→ **PROBLEM TO WORK ON**
Begin at the line below that has "# expected shape, e.g. point(370, 289)" and stop after the line that has "Point to the ancient". Please restate only those lines, word for word.

[Records drawn from a dataset]
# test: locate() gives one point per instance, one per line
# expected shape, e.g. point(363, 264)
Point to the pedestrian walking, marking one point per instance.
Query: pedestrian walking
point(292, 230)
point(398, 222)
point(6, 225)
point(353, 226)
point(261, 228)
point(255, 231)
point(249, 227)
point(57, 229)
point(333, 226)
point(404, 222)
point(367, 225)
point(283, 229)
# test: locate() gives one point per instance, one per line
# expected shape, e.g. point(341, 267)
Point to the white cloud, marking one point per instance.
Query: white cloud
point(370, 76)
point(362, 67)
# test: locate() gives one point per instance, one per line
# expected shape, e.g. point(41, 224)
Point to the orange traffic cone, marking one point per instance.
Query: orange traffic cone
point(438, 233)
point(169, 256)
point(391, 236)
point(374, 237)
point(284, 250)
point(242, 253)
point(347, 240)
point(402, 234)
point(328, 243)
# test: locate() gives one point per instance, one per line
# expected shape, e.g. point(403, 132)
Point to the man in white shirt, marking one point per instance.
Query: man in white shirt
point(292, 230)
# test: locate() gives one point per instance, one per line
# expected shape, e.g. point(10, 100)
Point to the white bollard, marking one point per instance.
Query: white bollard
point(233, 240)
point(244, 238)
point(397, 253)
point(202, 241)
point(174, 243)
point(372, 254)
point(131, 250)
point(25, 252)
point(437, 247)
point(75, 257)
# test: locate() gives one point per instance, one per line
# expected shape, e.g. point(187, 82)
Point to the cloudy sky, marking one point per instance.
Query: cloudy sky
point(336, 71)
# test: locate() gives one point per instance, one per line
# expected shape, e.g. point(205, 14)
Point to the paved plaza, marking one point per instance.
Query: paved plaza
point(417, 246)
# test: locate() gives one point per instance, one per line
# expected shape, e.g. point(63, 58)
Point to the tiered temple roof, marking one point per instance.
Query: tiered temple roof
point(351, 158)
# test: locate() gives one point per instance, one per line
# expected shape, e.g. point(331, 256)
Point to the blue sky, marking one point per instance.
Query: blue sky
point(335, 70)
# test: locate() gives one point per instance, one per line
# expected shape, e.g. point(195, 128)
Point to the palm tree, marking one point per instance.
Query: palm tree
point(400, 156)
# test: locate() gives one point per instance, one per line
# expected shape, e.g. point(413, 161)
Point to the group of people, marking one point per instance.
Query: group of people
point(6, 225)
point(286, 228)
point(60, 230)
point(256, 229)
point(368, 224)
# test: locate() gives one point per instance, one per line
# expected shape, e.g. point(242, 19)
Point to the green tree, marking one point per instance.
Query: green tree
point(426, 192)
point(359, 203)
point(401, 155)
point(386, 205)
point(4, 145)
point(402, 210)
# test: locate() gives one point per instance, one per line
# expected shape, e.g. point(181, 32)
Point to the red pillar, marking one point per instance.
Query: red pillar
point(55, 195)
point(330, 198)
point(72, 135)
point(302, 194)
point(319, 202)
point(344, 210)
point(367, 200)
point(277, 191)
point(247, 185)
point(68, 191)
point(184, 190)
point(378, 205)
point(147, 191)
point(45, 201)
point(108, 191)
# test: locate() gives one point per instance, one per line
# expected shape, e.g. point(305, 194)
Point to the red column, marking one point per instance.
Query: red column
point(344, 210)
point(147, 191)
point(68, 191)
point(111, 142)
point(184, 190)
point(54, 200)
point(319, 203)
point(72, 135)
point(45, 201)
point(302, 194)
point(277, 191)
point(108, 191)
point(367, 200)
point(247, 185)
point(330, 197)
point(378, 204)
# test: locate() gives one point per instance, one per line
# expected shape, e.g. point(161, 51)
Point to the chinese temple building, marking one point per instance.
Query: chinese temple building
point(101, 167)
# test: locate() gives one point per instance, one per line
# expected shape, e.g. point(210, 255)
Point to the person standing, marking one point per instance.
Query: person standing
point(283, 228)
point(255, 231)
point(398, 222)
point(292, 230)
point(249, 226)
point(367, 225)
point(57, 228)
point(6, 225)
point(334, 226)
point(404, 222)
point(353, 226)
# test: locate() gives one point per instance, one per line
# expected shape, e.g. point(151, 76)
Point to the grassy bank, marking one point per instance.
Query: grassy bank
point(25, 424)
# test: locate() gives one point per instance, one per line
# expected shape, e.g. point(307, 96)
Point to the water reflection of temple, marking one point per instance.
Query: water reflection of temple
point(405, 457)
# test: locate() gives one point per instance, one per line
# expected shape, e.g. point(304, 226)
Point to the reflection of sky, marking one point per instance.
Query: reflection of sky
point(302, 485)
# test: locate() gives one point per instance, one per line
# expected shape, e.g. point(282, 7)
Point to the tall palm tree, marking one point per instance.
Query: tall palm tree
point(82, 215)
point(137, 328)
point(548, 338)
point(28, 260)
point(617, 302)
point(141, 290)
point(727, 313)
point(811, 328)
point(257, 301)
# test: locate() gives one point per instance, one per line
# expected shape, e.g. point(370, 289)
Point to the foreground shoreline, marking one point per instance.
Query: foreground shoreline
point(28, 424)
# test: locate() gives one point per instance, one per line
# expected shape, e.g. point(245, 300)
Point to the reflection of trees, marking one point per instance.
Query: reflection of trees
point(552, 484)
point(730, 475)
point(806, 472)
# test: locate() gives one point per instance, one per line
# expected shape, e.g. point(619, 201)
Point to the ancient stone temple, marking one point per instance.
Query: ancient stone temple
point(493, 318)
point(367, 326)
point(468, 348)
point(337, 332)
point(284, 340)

→ **RESULT OF THE TASK**
# expected shape, e.g. point(370, 289)
Point to the foreground shoreline, marking one point per instance.
Query: foreground shoreline
point(28, 424)
# test: locate() gives one point per instance, one per line
# expected shape, e.g. point(245, 300)
Point to the reflection of trees, marking one point per instance.
Query: reflection of trees
point(552, 484)
point(730, 475)
point(806, 472)
# test: locate() gives one point per instance, one per line
# expected shape, e.g. point(619, 201)
Point to the ancient stone temple, marking one point per instance.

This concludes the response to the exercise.